▶ _READING TEXT_:
Content starts
In the US, the traditional way to pay for metro bus fare is when you board the vehicle. You enter only from the front door near the driver, not the rear door. If you have a pre-paid monthly pass, you swipe it. Otherwise, you put cash into the collection device until it beeps happily. Exact change preferred.

Pretty simple, eh? Get on the bus. Pay.

The potential for any fiduciary shenanigans is severely curtailed by the absence of human exchange. Your bus pass was prepaid on the internet. If you’re paying cash, you toss coins into a machine that rapidly counts the total value. Ding!

Now, I walked you through that for the sake of contrast.

In Romania, the foreigner is often puzzled by the rituals of public transportation.

Tiny, non-descript signs indicate bus stops, though non-locals will never see such signs. The best bet for a traveler is to locate any large collection of loitering citizens. They’re either hitchhiking or waiting for a bus. Either way, it involves wheels.

If it does turn out to be a bus stop, the ride protocol initiates with jostling in close proximity. Children will rush between your legs. Grown men will shove you from behind. Old women will step on your feet as they slip past you in the shuffle. It’s all out combat as the bus rolls to a stop.

Tourists may note, between pinballesque shovings, there are multiple fronts in the war. Any place which might conceivably be a door is bumrushed by the crowds. Front, back, even center if the bus has 3 doors. Any port is fair game.

The primary objective of those outside the bus is to block any passengers from exiting the vehicle. By not letting any people get off the bus, entrants hope to claim a free seat.

Sound backwards? Not really. There is a tactical imperative to the strategy of obstruction. The bunicas, who prove Darwin’s theories by standing point guard on the surging would-be riders, communicate telepathically in order to coordinate a simultaneous backward lean.

Having been given 4 to 6 mm of leeway, the outbound passengers stampede ashore with the force of their exist knocking back the throngs of boarding people. A mosh pit breaks out as the two sides seasaw back and forth.

When the majority of debarked (that’s right! not everyone makes it off successfully), then the chaos flops forward precariously. They key is to leap in the air about a half meter from the bus, just in time for the people behind you to give you a good thrust. The resulting trajectory should arc you more or less inside the autobus.

Don’t bother looking for seats. There’s no way you had the experience or stamina to manhandle the cattle necessary to claim victory. They’re all taken. Age and gender and civility have no place here. First come, first serve. We have communism to thank for this equality.

Of course, you won’t be quite the last to board. When the driver grinds the transmission into a crunchy first gear, the ancient beast belches its’ displeasure and lurches forward under the strain of being overburdened.
Content ends
▶ _SUPPLIED DATA_:
Content starts
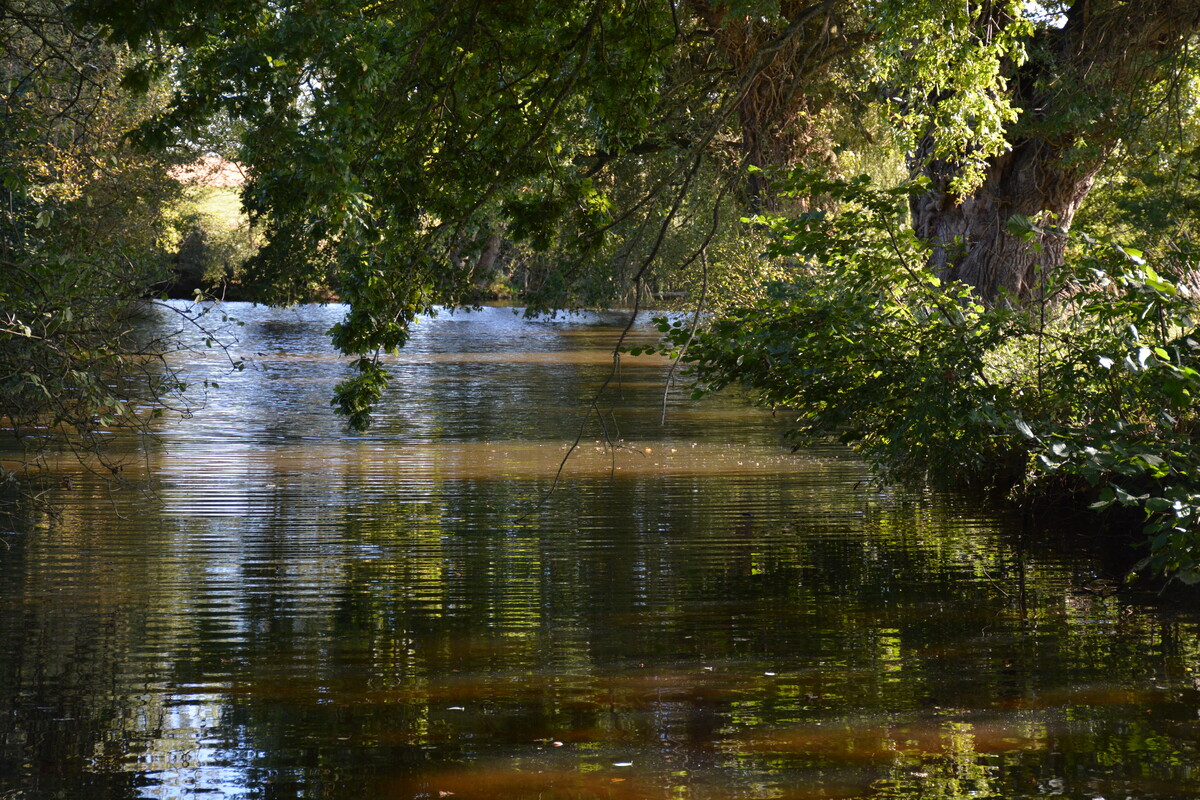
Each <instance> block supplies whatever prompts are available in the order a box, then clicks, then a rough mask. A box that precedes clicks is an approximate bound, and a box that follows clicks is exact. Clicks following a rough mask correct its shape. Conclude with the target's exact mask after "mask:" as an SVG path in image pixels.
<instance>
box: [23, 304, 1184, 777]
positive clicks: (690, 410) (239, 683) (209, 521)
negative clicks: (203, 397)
mask: <svg viewBox="0 0 1200 800" xmlns="http://www.w3.org/2000/svg"><path fill="white" fill-rule="evenodd" d="M230 311H232V313H234V315H236V317H238V318H240V319H241V320H242V321H244V323H245V325H244V326H241V327H238V329H236V330H235V332H236V335H238V337H239V342H238V344H236V345H235V354H234V355H235V356H240V355H245V356H247V357H248V359H251V360H252V362H251V366H248V367H247V369H246V371H245V372H242V373H235V374H232V375H227V374H226V368H224V367H223V366H222V363H223V361H222V357H223V356H222V355H221V354H220V353H216V351H209V353H208V354H204V353H199V354H192V355H188V356H181V357H180V362H181V366H182V367H184V368H185V369H187V371H190V372H192V373H199V374H205V375H208V377H209V378H211V379H216V380H217V381H218V383H220V384H221V389H218V390H214V391H211V392H210V393H209V397H208V401H206V404H205V407H204V408H202V409H197V410H196V411H194V414H193V415H192V416H191V417H190V419H178V417H176V419H172V420H167V421H164V425H163V428H162V432H161V437H160V439H158V440H157V441H152V443H149V444H148V445H146V450H145V452H144V455H142V456H139V457H137V458H133V459H131V463H130V465H128V468H127V470H126V475H127V476H130V479H131V483H133V487H132V488H126V489H124V491H118V492H112V491H110V488H109V487H108V486H107V485H104V483H102V482H98V481H96V480H92V479H90V477H89V476H86V475H79V476H77V479H76V480H73V481H72V483H71V487H70V488H64V489H61V491H60V493H59V498H58V499H59V500H60V503H61V506H60V515H59V516H58V517H38V518H31V519H29V521H26V522H24V523H22V524H19V525H18V527H17V528H16V529H14V530H11V531H4V533H2V537H0V645H2V646H0V799H4V800H17V799H31V800H32V799H41V798H84V799H92V800H98V799H101V798H256V799H263V800H266V799H282V798H322V799H335V798H336V799H358V798H455V799H456V800H467V799H481V800H482V799H490V800H494V799H500V798H505V799H526V798H529V799H535V798H540V799H545V800H552V799H560V798H562V799H566V798H587V799H593V798H605V799H610V798H611V799H641V798H655V799H658V798H662V799H672V798H683V799H686V798H697V799H701V798H702V799H721V798H792V799H799V798H905V799H917V798H922V799H925V798H938V799H950V798H1034V796H1043V795H1058V796H1064V798H1087V799H1092V798H1106V799H1110V800H1111V799H1118V800H1121V799H1124V798H1134V799H1148V798H1194V796H1198V795H1200V754H1198V747H1200V674H1198V672H1196V670H1198V669H1200V628H1198V619H1200V618H1198V615H1196V614H1195V613H1193V612H1187V610H1180V609H1170V608H1166V607H1164V606H1163V604H1162V603H1160V602H1157V601H1156V600H1153V599H1150V600H1146V599H1142V597H1140V596H1136V595H1129V594H1112V591H1111V590H1110V587H1109V585H1108V584H1106V583H1105V581H1104V579H1105V578H1106V577H1109V576H1108V573H1106V572H1105V567H1104V566H1103V561H1102V560H1100V559H1102V554H1099V553H1096V552H1092V551H1090V548H1088V547H1087V543H1086V541H1085V540H1079V539H1070V540H1067V543H1066V546H1056V547H1051V546H1049V545H1045V543H1039V542H1042V539H1040V536H1044V534H1045V531H1043V533H1042V534H1039V536H1030V535H1025V534H1022V533H1021V530H1020V525H1019V524H1015V523H1014V522H1013V521H1010V519H1004V518H1002V517H997V516H994V515H989V513H985V512H980V511H977V510H974V509H973V507H972V506H971V505H970V504H967V503H964V501H955V500H950V499H946V498H936V497H910V495H902V494H895V493H889V492H884V491H881V489H880V488H877V487H872V486H870V485H866V483H864V482H863V481H864V479H865V477H866V475H865V474H864V470H863V468H862V467H860V464H858V463H857V462H854V461H853V459H852V458H850V457H847V456H846V455H845V453H844V452H841V451H838V450H827V451H802V452H797V453H792V452H791V451H788V450H786V449H784V447H781V446H780V445H779V428H778V421H775V420H773V419H772V417H770V416H769V415H766V414H762V413H760V411H755V410H751V409H748V408H745V407H744V405H740V404H738V403H737V402H736V401H733V399H719V401H709V402H706V403H702V404H695V403H691V402H689V401H688V399H686V393H685V392H684V391H678V392H672V395H671V398H670V414H668V419H667V425H666V426H660V425H659V423H658V417H659V408H658V403H659V402H660V399H661V395H662V380H664V378H665V374H666V366H665V365H664V363H662V362H661V361H656V360H648V359H625V360H624V365H623V369H622V380H620V390H619V391H618V390H617V387H616V384H614V386H613V390H612V391H610V392H607V393H606V396H605V397H604V398H602V401H601V403H600V404H599V408H601V410H604V411H605V414H604V420H605V426H604V428H601V427H600V426H599V425H598V423H596V422H595V420H594V419H593V421H592V422H589V423H588V426H587V427H586V429H584V437H583V439H582V446H581V449H580V450H578V451H577V452H576V453H575V456H572V458H570V459H569V461H568V463H566V465H565V468H564V471H563V477H562V480H560V483H559V486H558V489H557V491H556V492H554V494H553V495H551V497H550V499H546V500H545V501H541V500H544V494H545V492H546V491H547V489H548V488H550V486H551V483H552V481H553V476H554V473H556V470H557V468H558V465H559V463H560V462H562V459H563V456H564V455H565V452H566V446H568V445H569V443H570V441H571V440H572V439H574V438H575V435H576V432H577V431H578V429H580V425H581V421H582V419H583V417H582V413H583V409H584V407H586V405H587V403H588V401H589V399H590V397H592V393H593V392H594V391H595V389H596V387H598V386H599V384H600V381H601V380H602V379H604V375H605V374H606V373H607V371H608V368H610V366H611V357H610V355H608V350H610V349H611V347H612V343H613V339H614V337H616V333H617V330H618V329H617V327H614V326H616V325H619V324H620V323H622V318H620V315H618V314H611V315H587V317H577V318H568V319H559V320H541V321H524V320H521V319H518V318H516V317H514V315H512V313H511V312H510V311H506V309H484V311H481V312H478V313H473V314H457V315H454V317H445V315H443V317H439V318H437V319H434V320H426V321H422V323H421V324H420V325H419V326H418V333H416V336H415V338H414V341H413V342H412V344H410V345H409V348H407V349H406V351H404V353H403V355H401V356H398V357H396V359H394V360H392V372H394V389H392V390H391V391H390V393H389V395H388V397H386V401H385V408H384V409H383V410H382V413H380V415H379V419H378V421H377V423H376V426H374V427H373V428H372V431H371V432H370V434H367V435H361V437H356V435H348V434H347V433H346V432H344V429H343V428H342V427H341V426H340V423H338V421H337V420H335V419H334V417H332V415H331V414H330V410H329V397H330V392H331V390H332V386H334V384H335V383H336V381H337V380H338V379H340V378H341V377H343V375H344V374H346V366H344V363H343V362H342V361H341V360H338V359H337V357H335V355H334V354H332V353H331V351H330V349H329V347H328V344H326V339H325V337H324V331H325V330H326V329H328V327H329V325H330V324H332V323H334V321H337V319H338V317H340V313H341V312H340V309H337V308H332V307H330V308H301V309H290V311H277V309H274V311H272V309H265V308H253V307H248V306H234V307H232V308H230ZM167 320H168V318H167V317H164V323H163V324H164V325H166V324H168V321H167ZM637 332H638V335H640V336H642V337H646V336H649V331H648V329H647V327H644V326H640V327H638V329H637ZM606 434H607V437H608V438H610V439H612V440H613V441H617V440H618V439H619V443H618V444H619V446H617V447H612V446H607V445H606V441H605V437H606ZM540 501H541V504H540V505H539V503H540Z"/></svg>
Content ends
▶ _PROBLEM A_:
Rewrite the paragraph starting "If it does turn out to be a bus stop" from the piece on Romanian buses as a short bulleted list, keeping its main facts.
▶ _PROBLEM B_:
Pick up the piece on riding buses in Romania where it stops and carry it on for a paragraph or two in the same joking tone.

▶ _FINAL ANSWER A_:
- At a bus stop, the ride begins with jostling at close range.
- Children rush between your legs.
- Grown men shove you from behind.
- Old women step on your feet as they slip past.
- It becomes all-out combat as the bus rolls to a stop.

▶ _FINAL ANSWER B_:
You’ll notice the doors don’t necessarily close prior to motion as it makes good sport for passengers to bet on which of the persons running down the block in your general direction might have the athletic ability to fling themselves at the moving target and find some edge to dig their fingers nails into to keep from falling out to their death.

Alas, the show comes to an end. Collect your winnings or pay your debts, accordingly. We move onto the next stage: the realization you’ve been outfoxed by the clever folks on the side of the bus who do not have 4000 degrees of solar heat magnified by window glass. You’ll learn to appreciate the scientific process of maximum cloth saturation as you sweat like şaorma on the spit.

Click, click. Turn and notice most of the adults (not teens) are sliding ribbons of paper into a mechanical hole punch. Ah, self validation of their tickets. The honesty system, in effect. Afterall, the odds of being caught by the wily and elusive ticket inspector on one of his/her rare trips aboard the bus are slim to none. Next to impossible.

Panic! You didn’t buy a ticket, did you, foreigner?

“Ticket?”

Oh, yeah… no one told you how that works. See, in random locations scattered throughout the city (but never where you happen to be) are invisible salespersons selling tickets through portals from the 5th Dimension. Your challenge is sense the magnetic disturbance in the air caused by the presence of undetectable bus ticket kiosks, then take the inverse derivative of the cosign value of relative variance from the mean which will give you the WGS84 latitude…

Right. So teens sneak on the bus knowing they’re unlikely to get into trouble. Adults tend to pay for tickets out of some sense of civic duty. No order is really enforced or promoted. Your crime of being born elsewhere will result in your being a public transportation scofflaw in a foreign land.

What a jerk, you’ve become. You and all the rest of the disrespectiful tourists from just about any other part of the world. Worthless as a dog’s fleas leeching off the rest of society.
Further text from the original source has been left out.